■ ARTICLE ■

◆ ◆ ◆

Electrifying cars and trucks can cut greenhouse gas emissions, but in cold regions the climate benefits hinge on what powers the grid.
A new study led by UBC Okanagan doctoral student Sandali Walgama proposes a decision-making framework to help policymakers plan the best electricity generation mix for growing electric vehicle charging needs, using Alaska as a real-world test case.
Published in Energy Conversion and Management, the research models how Alaska could meet rising electric vehicle power demand using existing energy sources—including natural gas, coal, hydro, wind and solar—and compares options that prioritize lowest cost, lowest emissions or a balanced approach.
“EVs are often framed as a simple swap, gas to electric,” says Walgama, the study’s corresponding author. “In reality, cold regions face constraints that make planning the power mix just as important as deploying chargers. Our framework is designed to make those trade-offs explicit so decision-makers can be better informed.”

◆ ◆ ◆

■ DATASET EXCERPTS ■
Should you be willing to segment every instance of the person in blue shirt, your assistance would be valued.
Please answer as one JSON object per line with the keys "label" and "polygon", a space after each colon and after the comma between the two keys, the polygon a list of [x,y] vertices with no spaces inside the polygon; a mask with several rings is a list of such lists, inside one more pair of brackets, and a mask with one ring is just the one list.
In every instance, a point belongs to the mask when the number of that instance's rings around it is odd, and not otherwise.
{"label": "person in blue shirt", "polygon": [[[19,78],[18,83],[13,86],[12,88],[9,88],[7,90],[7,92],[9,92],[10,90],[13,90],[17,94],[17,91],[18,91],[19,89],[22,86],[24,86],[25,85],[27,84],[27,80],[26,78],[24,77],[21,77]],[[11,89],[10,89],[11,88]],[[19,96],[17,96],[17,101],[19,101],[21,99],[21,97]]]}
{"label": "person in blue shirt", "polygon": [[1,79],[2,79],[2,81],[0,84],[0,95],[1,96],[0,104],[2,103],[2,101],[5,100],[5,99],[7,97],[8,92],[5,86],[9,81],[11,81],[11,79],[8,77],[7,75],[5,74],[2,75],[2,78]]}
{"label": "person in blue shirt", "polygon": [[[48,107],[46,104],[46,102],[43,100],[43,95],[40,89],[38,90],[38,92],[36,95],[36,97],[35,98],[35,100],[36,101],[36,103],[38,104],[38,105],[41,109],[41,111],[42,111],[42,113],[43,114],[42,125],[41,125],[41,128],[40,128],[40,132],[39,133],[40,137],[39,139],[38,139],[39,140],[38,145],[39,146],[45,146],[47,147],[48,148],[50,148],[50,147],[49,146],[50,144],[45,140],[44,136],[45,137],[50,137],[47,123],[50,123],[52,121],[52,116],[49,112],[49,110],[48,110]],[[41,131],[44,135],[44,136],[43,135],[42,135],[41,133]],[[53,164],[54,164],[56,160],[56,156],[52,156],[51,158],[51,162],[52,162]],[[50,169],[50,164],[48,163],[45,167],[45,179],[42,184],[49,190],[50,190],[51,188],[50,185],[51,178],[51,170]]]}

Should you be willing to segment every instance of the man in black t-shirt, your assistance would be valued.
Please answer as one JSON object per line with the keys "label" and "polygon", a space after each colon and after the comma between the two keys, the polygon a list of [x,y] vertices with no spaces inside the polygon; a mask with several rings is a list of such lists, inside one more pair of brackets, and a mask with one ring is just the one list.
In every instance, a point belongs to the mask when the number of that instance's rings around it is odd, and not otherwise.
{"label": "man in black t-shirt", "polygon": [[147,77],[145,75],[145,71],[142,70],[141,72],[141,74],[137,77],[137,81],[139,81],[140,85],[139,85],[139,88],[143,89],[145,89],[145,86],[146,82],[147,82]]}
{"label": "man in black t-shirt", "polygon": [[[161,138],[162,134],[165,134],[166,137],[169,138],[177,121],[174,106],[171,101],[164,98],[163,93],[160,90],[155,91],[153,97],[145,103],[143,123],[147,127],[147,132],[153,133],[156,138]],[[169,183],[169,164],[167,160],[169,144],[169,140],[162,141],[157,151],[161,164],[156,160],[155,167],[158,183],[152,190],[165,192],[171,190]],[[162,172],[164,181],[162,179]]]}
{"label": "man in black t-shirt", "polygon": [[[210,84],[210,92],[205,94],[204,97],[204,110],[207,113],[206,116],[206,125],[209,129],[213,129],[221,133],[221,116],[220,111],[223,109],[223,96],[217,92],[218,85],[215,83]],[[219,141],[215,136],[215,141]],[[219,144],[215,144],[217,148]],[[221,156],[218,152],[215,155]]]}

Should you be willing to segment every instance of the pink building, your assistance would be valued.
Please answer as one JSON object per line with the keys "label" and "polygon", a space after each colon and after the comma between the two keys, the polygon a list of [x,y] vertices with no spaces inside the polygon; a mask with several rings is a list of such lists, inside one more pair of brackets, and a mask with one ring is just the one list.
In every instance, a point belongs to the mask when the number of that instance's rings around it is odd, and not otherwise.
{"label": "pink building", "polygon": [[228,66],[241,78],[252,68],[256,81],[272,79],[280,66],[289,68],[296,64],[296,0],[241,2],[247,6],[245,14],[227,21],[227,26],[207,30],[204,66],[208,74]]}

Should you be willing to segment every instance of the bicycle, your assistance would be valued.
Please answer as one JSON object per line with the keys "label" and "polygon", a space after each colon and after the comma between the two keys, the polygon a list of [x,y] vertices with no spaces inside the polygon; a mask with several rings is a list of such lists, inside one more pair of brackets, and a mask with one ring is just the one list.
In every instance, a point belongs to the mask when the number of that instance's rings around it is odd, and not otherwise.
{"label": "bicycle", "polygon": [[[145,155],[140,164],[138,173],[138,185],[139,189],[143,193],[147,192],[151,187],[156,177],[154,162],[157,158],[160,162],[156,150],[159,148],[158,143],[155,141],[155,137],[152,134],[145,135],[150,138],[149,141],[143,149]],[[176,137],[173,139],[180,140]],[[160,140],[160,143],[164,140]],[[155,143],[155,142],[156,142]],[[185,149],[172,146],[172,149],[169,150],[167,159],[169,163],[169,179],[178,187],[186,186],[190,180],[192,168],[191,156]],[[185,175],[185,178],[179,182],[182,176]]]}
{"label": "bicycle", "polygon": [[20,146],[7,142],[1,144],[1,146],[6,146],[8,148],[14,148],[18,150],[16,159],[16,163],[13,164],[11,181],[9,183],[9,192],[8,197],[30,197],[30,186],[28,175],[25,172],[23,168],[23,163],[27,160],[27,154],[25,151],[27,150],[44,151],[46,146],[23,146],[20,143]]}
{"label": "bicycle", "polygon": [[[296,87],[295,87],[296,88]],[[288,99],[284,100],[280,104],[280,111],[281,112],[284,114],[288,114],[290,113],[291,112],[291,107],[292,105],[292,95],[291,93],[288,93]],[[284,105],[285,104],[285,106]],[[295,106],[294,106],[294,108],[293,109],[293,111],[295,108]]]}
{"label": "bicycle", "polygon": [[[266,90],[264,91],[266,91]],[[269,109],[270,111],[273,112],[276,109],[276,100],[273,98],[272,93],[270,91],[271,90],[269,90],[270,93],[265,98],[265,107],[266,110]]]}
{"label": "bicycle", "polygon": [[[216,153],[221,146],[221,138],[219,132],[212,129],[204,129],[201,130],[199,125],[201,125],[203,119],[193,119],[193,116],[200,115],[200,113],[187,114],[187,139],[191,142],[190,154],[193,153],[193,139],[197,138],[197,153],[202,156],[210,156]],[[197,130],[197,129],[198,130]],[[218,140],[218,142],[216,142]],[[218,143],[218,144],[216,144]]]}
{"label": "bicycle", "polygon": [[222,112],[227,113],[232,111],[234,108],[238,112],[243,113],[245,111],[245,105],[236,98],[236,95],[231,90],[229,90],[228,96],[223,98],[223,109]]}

◆ ◆ ◆

■ WORK INSTRUCTIONS ■
1 > List every existing energy source the article names for meeting Alaska's electric vehicle power demand.
2 > Please reproduce the article word for word, starting with "Published in Energy" and going on through "a balanced approach.".

■ EXERCISE SOLUTIONS ■
1 > natural gas, coal, hydro, wind, solar

2 >
Published in Energy Conversion and Management, the research models how Alaska could meet rising electric vehicle power demand using existing energy sources—including natural gas, coal, hydro, wind and solar—and compares options that prioritize lowest cost, lowest emissions or a balanced approach.